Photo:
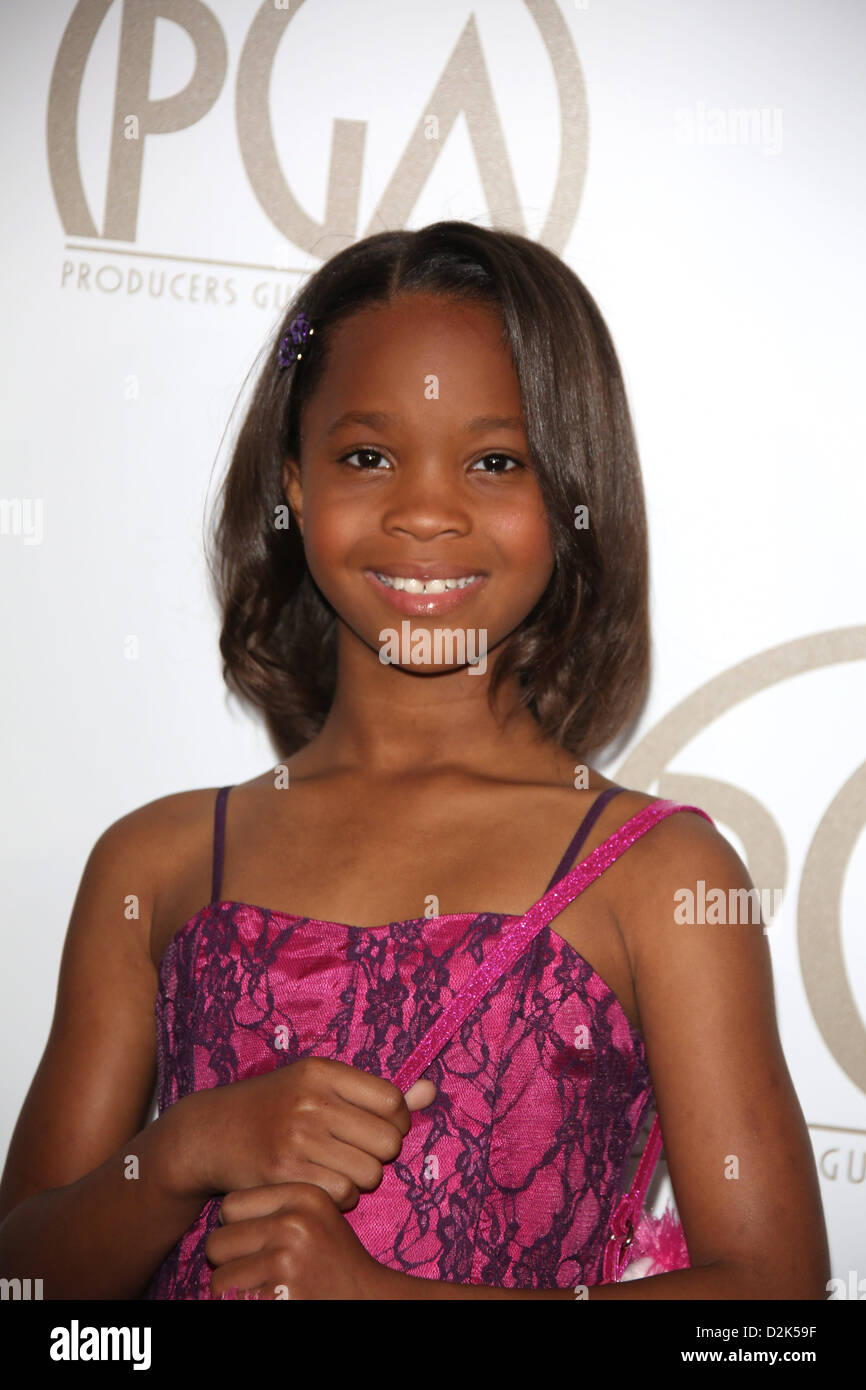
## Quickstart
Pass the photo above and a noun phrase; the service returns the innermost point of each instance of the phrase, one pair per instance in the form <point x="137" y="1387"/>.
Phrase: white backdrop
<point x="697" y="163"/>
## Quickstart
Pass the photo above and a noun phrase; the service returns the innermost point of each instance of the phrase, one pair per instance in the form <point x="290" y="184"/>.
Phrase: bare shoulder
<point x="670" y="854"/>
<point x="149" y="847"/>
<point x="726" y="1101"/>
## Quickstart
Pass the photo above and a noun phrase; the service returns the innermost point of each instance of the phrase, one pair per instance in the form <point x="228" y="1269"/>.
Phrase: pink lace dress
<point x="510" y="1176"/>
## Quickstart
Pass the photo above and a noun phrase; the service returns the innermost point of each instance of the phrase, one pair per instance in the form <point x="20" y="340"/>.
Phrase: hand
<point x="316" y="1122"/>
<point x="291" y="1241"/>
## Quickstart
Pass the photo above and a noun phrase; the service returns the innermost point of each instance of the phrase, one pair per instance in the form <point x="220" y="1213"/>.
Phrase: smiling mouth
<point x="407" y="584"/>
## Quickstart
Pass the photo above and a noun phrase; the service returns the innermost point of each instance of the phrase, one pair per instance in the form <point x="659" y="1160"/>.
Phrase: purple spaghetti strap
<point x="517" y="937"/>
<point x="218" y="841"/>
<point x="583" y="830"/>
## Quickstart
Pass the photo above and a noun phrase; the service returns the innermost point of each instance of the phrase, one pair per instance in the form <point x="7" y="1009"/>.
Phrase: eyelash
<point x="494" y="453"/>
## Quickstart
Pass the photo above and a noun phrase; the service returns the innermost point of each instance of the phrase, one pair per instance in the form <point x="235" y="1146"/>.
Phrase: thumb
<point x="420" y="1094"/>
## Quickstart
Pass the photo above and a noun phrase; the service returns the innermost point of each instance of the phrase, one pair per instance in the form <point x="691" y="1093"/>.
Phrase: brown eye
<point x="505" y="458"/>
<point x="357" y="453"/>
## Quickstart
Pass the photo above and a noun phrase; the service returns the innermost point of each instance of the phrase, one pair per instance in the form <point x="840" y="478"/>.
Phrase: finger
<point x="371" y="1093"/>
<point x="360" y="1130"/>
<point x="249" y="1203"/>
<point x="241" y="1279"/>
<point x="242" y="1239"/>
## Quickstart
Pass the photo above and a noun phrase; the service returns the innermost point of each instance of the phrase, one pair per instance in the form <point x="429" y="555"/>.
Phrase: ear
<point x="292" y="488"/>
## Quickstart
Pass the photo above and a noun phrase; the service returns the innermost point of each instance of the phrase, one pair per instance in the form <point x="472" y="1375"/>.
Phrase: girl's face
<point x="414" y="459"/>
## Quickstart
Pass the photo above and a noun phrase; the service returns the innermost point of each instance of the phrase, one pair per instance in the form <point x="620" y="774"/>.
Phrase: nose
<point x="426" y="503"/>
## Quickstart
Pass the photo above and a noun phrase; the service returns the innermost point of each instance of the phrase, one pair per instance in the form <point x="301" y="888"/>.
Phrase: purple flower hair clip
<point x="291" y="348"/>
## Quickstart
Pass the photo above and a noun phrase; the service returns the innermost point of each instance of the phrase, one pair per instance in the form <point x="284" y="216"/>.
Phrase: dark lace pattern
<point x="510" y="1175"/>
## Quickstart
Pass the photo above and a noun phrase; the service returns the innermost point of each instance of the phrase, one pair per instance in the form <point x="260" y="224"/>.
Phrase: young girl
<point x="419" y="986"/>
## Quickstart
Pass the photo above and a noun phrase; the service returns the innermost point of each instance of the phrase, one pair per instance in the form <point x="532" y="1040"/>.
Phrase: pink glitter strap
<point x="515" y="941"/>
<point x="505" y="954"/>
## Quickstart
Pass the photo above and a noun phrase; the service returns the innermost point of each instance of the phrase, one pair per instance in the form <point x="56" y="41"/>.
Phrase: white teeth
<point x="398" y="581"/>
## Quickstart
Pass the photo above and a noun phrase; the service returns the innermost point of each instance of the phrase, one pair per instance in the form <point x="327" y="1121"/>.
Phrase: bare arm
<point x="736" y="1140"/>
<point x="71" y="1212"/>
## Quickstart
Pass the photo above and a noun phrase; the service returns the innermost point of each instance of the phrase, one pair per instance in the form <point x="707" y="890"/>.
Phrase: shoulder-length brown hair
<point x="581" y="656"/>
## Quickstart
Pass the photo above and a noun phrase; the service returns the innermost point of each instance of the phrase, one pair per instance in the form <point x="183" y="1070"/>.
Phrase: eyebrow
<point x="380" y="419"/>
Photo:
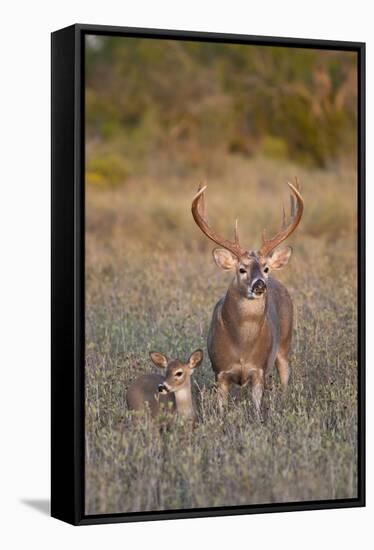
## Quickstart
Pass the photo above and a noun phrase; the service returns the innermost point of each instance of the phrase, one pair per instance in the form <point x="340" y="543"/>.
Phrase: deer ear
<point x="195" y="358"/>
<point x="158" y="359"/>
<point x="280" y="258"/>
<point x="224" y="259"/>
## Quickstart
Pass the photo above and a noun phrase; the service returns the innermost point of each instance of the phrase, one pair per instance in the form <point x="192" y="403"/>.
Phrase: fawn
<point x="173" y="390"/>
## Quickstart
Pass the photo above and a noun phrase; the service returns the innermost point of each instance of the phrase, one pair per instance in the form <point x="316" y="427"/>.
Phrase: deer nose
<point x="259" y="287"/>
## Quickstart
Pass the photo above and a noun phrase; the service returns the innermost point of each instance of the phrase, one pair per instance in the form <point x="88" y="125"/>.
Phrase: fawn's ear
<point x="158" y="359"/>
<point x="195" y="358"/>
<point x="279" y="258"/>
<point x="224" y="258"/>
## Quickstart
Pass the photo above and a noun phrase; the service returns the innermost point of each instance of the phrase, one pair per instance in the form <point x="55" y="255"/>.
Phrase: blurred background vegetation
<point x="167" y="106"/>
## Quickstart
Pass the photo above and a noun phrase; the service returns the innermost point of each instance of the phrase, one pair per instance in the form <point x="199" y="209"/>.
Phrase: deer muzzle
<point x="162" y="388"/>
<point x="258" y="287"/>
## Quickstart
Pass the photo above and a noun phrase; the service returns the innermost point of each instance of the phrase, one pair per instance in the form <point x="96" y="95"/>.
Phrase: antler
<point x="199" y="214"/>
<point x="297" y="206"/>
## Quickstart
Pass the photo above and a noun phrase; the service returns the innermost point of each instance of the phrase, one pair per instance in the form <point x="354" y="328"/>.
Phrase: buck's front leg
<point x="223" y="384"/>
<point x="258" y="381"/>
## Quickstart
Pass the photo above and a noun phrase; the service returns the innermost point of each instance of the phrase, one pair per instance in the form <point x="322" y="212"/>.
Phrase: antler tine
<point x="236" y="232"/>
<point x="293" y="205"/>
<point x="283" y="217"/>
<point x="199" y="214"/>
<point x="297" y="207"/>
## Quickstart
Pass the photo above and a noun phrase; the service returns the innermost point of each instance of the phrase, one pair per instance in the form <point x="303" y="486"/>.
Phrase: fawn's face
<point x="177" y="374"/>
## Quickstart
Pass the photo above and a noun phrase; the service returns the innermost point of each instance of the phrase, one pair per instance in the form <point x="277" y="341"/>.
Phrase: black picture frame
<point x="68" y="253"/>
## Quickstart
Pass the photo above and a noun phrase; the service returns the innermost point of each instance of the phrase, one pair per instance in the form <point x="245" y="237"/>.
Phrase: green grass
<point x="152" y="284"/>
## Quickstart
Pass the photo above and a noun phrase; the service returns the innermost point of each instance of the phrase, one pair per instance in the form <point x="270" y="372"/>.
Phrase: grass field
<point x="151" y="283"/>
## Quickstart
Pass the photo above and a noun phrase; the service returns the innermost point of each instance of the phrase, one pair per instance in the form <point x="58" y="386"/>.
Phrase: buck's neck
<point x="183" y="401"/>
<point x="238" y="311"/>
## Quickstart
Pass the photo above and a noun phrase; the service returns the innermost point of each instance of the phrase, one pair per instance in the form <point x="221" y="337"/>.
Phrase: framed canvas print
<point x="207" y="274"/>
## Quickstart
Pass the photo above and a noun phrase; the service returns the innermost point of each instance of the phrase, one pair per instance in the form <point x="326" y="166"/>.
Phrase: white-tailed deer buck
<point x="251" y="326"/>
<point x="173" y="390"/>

[Short problem] Pick out and copy every line of the records above that contains the string "girl". Match case exactly.

[Problem solution]
Phrase: girl's face
Phrase: young girl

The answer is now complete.